• EXERCISE SET
**a)** Does each statement agree with the mortality-prediction notebook? (i) The data loaders are built with a batch size of 200. (ii) Both the training loader and the validation loader shuffle their data. (iii) The learning-rate sweep trains for at most 40 epochs. Answer yes or no for each, quoting the deciding words.
**b)** Can you rewrite the part of the mortality-prediction notebook that opens with the words containing "print('n_features:', X.shape[1])" and closes with "y_val, batch_size=200, shuffle=False)", swapping "batch_size" for "chunk_size"?
**c)** Extend the mortality-prediction notebook from the point where its last cell ends.

• PASSAGE
========================================================================

# BIOSTAT 826 - Assignment 1
Mortality prediction in MIMIC-IV using ICD-10 diagnosis and procedure categories.

## Setup

In [None]:
from pathlib import Path

import matplotlib.pyplot as plt
import numpy as np
import pandas as pd

from utils.data import assemble_dataset, load_code_descriptions
from utils.evaluation import sigmoid
from utils.training import (
    LogisticRegressionModel,
    build_dataloader,
    coefficient_table,
    extract_linear_weights,
    set_seed,
    train_lr_sweep_with_models,
    tune_l1_strength,
)

In [None]:
set_seed(826)
data_dir = Path('/home/rl/mimic-iv-3.1/mimic-iv-3.1/hosp')
bundle = assemble_dataset(data_dir, min_count=10, seed=826)
desc = load_code_descriptions(data_dir)

X = bundle.X
y = bundle.y.astype(np.float32)
splits = bundle.splits
feature_names = bundle.feature_names

X_train, y_train = X[splits['train']], y[splits['train']]
X_val, y_val = X[splits['val']], y[splits['val']]
X_test, y_test = X[splits['test']], y[splits['test']]

print('n_admissions:', X.shape[0])
print('n_features:', X.shape[1])
print('mortality_rate:', float(y.mean()))

## Part 2 - Logistic Regression

In [None]:
train_loader = build_dataloader(X_train, y_train, batch_size=200, shuffle=True)
val_loader = build_dataloader(X_val, y_val, batch_size=200, shuffle=False)
test_loader = build_dataloader(X_test, y_test, batch_size=200, shuffle=False)

### Part 2.1/2.2: baseline + learning-rate sweep

In [None]:
lrs = [1e-5, 1e-4, 1e-3, 1e-2, 1e-1]
sweep = train_lr_sweep_with_models(
    lambda: LogisticRegressionModel(X.shape[1]),
    train_loader,
    val_loader,
    lrs,
    max_epochs=40,
    patience=6,
)

========================================================================

• Items listed in a dataset
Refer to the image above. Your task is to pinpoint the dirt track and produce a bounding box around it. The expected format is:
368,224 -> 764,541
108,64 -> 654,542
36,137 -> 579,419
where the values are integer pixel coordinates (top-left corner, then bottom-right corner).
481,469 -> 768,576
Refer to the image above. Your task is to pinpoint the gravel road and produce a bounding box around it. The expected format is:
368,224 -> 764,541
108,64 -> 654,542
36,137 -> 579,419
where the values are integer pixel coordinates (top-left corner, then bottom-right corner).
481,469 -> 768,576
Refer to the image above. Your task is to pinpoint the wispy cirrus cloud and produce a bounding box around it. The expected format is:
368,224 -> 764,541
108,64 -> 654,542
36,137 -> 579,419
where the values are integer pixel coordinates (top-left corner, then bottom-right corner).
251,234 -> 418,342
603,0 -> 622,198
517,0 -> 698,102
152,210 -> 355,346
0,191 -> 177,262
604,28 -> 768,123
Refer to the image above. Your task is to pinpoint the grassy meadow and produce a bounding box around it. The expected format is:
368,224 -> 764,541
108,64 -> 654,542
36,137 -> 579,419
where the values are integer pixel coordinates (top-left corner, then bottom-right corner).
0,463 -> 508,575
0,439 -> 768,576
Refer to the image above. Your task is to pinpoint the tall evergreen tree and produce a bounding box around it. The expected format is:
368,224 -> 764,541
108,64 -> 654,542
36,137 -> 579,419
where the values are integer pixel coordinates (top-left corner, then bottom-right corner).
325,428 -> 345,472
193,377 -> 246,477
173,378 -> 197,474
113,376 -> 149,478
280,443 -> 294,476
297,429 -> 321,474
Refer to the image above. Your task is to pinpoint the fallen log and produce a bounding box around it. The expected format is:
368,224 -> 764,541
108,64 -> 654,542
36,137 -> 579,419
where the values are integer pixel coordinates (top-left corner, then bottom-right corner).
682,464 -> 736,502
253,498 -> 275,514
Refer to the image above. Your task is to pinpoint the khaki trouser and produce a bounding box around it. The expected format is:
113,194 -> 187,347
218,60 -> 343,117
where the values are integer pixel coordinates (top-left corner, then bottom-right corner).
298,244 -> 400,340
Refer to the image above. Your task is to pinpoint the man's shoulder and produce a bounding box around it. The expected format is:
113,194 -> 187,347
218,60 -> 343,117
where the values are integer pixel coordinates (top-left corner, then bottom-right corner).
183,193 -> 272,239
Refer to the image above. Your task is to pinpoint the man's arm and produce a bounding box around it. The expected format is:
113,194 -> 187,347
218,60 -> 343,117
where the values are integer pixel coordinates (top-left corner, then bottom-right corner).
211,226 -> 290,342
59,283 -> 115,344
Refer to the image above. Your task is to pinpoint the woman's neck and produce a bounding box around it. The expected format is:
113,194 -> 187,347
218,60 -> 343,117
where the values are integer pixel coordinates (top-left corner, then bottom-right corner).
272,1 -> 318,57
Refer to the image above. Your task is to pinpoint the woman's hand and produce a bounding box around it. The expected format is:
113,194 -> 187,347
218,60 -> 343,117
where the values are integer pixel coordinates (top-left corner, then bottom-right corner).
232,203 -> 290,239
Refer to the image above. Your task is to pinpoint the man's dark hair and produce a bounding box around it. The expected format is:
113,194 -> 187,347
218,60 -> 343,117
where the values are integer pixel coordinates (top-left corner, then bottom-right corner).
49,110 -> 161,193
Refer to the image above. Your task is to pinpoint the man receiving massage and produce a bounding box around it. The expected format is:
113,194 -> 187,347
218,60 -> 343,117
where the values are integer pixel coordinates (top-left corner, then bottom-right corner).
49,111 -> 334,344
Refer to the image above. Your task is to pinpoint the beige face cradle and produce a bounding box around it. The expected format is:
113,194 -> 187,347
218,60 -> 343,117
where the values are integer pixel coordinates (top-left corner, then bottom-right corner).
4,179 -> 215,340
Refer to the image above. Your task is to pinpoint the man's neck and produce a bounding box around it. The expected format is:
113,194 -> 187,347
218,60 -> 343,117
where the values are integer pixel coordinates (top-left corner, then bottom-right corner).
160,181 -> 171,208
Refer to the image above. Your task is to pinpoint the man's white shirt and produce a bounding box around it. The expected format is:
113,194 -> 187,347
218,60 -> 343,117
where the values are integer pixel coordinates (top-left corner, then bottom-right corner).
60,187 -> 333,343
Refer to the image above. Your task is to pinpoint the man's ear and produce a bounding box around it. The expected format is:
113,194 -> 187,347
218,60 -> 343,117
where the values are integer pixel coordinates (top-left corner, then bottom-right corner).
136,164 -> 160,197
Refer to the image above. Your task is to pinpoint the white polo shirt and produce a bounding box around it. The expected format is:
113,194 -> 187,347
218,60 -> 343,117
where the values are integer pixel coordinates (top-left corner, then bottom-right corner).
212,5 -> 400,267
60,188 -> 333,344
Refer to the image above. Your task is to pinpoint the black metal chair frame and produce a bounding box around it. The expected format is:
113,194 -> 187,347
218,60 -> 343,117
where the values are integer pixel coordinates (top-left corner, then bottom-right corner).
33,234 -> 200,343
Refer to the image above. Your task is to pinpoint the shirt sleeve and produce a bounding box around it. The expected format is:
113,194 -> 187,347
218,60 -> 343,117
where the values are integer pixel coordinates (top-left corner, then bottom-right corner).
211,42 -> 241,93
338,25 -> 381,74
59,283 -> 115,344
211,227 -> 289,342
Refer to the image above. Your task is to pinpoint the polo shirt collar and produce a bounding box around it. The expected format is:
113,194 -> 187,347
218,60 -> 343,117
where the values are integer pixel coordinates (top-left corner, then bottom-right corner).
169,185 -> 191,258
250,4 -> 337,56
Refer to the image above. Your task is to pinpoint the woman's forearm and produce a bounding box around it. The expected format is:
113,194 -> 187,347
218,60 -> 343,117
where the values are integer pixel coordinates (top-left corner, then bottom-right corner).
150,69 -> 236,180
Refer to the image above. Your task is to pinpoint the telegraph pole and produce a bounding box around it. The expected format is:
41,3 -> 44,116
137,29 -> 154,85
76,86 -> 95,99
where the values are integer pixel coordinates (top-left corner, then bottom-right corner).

========================================================================

• SOLVED PROBLEMS
**a)**
(i) Yes: "batch_size=200"
(ii) No: "val_loader = build_dataloader(X_val, y_val, batch_size=200, shuffle=False)"
(iii) Yes: "max_epochs=40"

**b)**
print('n_features:', X.shape[1])
print('mortality_rate:', float(y.mean()))

## Part 2 - Logistic Regression

In [None]:
train_loader = build_dataloader(X_train, y_train, chunk_size=200, shuffle=True)
val_loader = build_dataloader(X_val, y_val, chunk_size=200, shuffle=False)

**c)**
summary = []
for lr, trained in sweep.items():
    train_hist = trained.result.history['train_loss']
    val_hist = trained.result.history['val_loss']
    summary.append({
        'lr': lr,
        'epochs': len(train_hist),
        'best_epoch': trained.result.best_epoch,
        'best_val_loss': min(val_hist),
    })
summary_df = pd.DataFrame(summary).sort_values('lr').reset_index(drop=True)
summary_df

In [None]:
plt.figure(figsize=(8, 5))
for lr, trained in sweep.items():
    plt.plot(trained.result.history['train_loss'], label=f'lr={lr:g}')
plt.xlabel('Epoch')
plt.ylabel('Mini-batch training loss')
plt.title('Logistic regression learning-rate sweep')
plt.legend()
plt.tight_layout()
plt.show()

### Part 2.3: top/bottom 20 log-odds categories with text descriptions

In [None]:
best_lr = float(summary_df.sort_values('best_val_loss').iloc[0]['lr'])
best_model = sweep[best_lr].model
best_weights = extract_linear_weights(best_model)
top20, bottom20 = coefficient_table(best_weights, feature_names, desc, top_k=20)

print(f'Best learning rate by validation loss: {best_lr:g}')
print('Top 20 categories increasing log-odds')
display(top20)
print('Top 20 categories decreasing log-odds')
display(bottom20)

### Part 2.4: L1 regularization and sparse coefficients

In [None]:
l1_grid = [0.0, 1e-6, 3e-6, 1e-5, 3e-5, 1e-4, 3e-4, 1e-3]
chosen_l1, l1_trained, l1_table = tune_l1_strength(
    lambda: LogisticRegressionModel(X.shape[1]),
    train_loader,
    val_loader,
    l1_grid,
    target_sparsity=0.85,
    lr=1e-3,
    max_epochs=40,
    patience=6,
)

print('Chosen L1 lambda:', chosen_l1)
l1_table

In [None]:
l1_weights = extract_linear_weights(l1_trained.model)
l1_top20, l1_bottom20 = coefficient_table(l1_weights, feature_names, desc, top_k=20)

print('L1 model top 20 categories increasing log-odds')
display(l1_top20)
print('L1 model top 20 categories decreasing log-odds')
display(l1_bottom20)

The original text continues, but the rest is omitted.